→ DOCUMENT EXTRACT
=== Section Start ===

1. Background

Takayasu arteritis (TAK) is a rare vascular disorder that occurs in approximately 40 individuals per million in Asian populations, mainly being prevalent in young women [1,2,3]. TAK presents with chronic granulomatous inflammation in the aorta and its primary branches. Clinically, the early stage is generally characterized by vasculitis, such as limb lameness, skin bruising, hypertension, and pressure difference in the upper limbs, and serious clinical progression and complications such as coronary ischemia, renal artery stenosis, aortic reflux and aneurysms may occur in the late stage [4,5,6]. Patients with TAK are mainly treated with general immunotherapy drugs such as glucocorticoids, immunosuppressants and biological agents, but no specific drugs have been introduced to treat TAK. Approximately 30% of patients still require surgical interventions including open surgery and endovascular repair [7,8]. The ten-year long-term survival in these patients is about 80–90%, but primary patency is lower than 50% [9]. What happens inside the culprit vessels has attracted researchers during the past decades.

Hundreds of clinical and translational studies have been conducted to explore the biomarkers, genetic variants, pathophysiological mechanisms, and even the ultimate aims of effective drugs for TAK. General inflammation markers including ESR (Erythrocyte sedimentation rate) and CRP (C reactive protein) were adopted as indicators for TAK activity, progression, or relapse [10,11]. Other circulating markers such as MMP-2 and IL-6 are promising markers, but are still far from usable in clinical practice [11,12]. Imaging markers in PET-CT could serve as an optimal marker for monitoring disease activities, but features of this marker limit its use population [13].

The current brief theory of the pathophysiology of TAK is that unknown stimuli cause dendritic cells to produce HLA molecules, release IL-18 and chemokines to activate T cells, and further activate B cells to produce autoantibodies, leading to apoptosis of vascular endothelial cells. Activated Th17, CD4⁺, and CD8⁺ T cells produce IFN-γ, IL-6 and TNF-α, further activating macrophages and giant cells. These cells then release reactive oxygen species IL-23, IL-6, IL-1, IL-12, TGF-β1, MMPs, FGF-2, PDGF, and VEGF [14,15,16], resulting in successive biological vascular oxidative damage, extracellular matrix degradation, elastic layer destruction, intimal hyperplasia and neoangiogenesis, and vascular remodeling [4,17,18,19,20,21]. However, due to the lack of culprit vessel specimens and the complexity of the disease, our understanding of the pathophysiology of TAK remains largely insufficient.

=== Section End ===

→ DATA PROVIDED
=== Section Start ===

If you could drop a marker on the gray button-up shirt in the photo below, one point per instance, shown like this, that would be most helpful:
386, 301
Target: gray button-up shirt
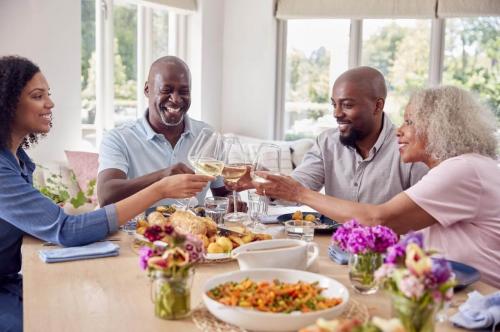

=== Section End ===

→ CHECK YOUR UNDERSTANDING
• A. Reproduce the stretch of the Takayasu arteritis background from "The current brief" through "remains largely insufficient.".
• B. What share of patients with TAK still need surgical interventions, according to the Takayasu arteritis background?
The data come from a separate source unrelated to the Takayasu arteritis background.

→ ANSWERS IN ORDER
• A.
The current brief theory of the pathophysiology of TAK is that unknown stimuli cause dendritic cells to produce HLA molecules, release IL-18 and chemokines to activate T cells, and further activate B cells to produce autoantibodies, leading to apoptosis of vascular endothelial cells. Activated Th17, CD4⁺, and CD8⁺ T cells produce IFN-γ, IL-6 and TNF-α, further activating macrophages and giant cells. These cells then release reactive oxygen species IL-23, IL-6, IL-1, IL-12, TGF-β1, MMPs, FGF-2, PDGF, and VEGF [14,15,16], resulting in successive biological vascular oxidative damage, extracellular matrix degradation, elastic layer destruction, intimal hyperplasia and neoangiogenesis, and vascular remodeling [4,17,18,19,20,21]. However, due to the lack of culprit vessel specimens and the complexity of the disease, our understanding of the pathophysiology of TAK remains largely insufficient.

• B. Approximately 30% of patients still require surgical interventions, including open surgery and endovascular repair.